═════ GIVEN TEXT ═════

Students and teachers who lack internet service can go online for free through an offer from Service Electric Cablevision.

The company will provide three months of internet service so students can keep learning even though coronavirus has closed schools.

New subscribers who show that their children are currently in school or that they are employed as teachers can sign up.

Service Electric’s manager Tim Trently said several school districts and parochial schools can take advantage of the offer. They include Hazleton Area, Tamaqua Area, Mahanoy Area, Shenandoah Valley, North Schuylkill and Saint Clair Area school districts and Marian Catholic High School and Holy Family Academy.

“We’re offering our 40 meg internet for anybody who doesn’t have it so they can have something to do this e-learning with,” Trently said.

Since schools closed March 16, students and teachers have been trying to keep learning by pointing out resources and sharing lessons online.

In the Hazleton Area School District, many of the 11,515 students lack access to the internet.

═════

● REQUIRED WORK:
In the internet-offer article, what does the passage from the words "New subscribers who" through "to the internet." read as when "e-learning" is replaced with "online learning"? The records have no connection to the article above.

═════ DATA FOR ANALYSIS ═════

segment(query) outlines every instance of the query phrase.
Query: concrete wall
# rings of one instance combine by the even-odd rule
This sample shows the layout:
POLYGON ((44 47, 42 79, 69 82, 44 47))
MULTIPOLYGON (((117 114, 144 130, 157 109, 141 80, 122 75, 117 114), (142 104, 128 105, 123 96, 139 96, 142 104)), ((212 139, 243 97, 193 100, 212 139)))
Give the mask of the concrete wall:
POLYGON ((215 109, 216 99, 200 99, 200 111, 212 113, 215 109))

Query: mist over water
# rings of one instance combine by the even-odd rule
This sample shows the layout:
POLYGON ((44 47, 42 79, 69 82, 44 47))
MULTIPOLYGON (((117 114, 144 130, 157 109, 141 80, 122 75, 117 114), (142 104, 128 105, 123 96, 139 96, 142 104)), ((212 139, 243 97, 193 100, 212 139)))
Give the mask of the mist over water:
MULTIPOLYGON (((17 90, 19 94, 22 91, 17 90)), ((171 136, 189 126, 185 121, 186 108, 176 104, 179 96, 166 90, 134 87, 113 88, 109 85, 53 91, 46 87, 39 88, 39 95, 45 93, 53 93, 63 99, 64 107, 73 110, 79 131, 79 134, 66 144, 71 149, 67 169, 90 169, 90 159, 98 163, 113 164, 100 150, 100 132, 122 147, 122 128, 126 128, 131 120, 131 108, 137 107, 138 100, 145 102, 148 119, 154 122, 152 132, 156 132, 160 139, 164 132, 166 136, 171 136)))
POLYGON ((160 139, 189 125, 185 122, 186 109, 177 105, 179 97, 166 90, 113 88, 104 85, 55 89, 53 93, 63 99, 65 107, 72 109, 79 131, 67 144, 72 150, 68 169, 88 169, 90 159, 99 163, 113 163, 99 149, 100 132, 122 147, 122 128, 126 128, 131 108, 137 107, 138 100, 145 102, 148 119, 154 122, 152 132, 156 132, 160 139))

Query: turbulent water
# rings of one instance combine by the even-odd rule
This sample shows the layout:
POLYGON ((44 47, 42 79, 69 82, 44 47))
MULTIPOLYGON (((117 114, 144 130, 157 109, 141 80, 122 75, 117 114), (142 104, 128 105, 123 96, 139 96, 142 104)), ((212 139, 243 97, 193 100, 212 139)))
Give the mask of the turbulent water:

═════

● ANSWER FOR THE TASK:
New subscribers who show that their children are currently in school or that they are employed as teachers can sign up.

Service Electric’s manager Tim Trently said several school districts and parochial schools can take advantage of the offer. They include Hazleton Area, Tamaqua Area, Mahanoy Area, Shenandoah Valley, North Schuylkill and Saint Clair Area school districts and Marian Catholic High School and Holy Family Academy.

“We’re offering our 40 meg internet for anybody who doesn’t have it so they can have something to do this online learning with,” Trently said.

Since schools closed March 16, students and teachers have been trying to keep learning by pointing out resources and sharing lessons online.

In the Hazleton Area School District, many of the 11,515 students lack access to the internet.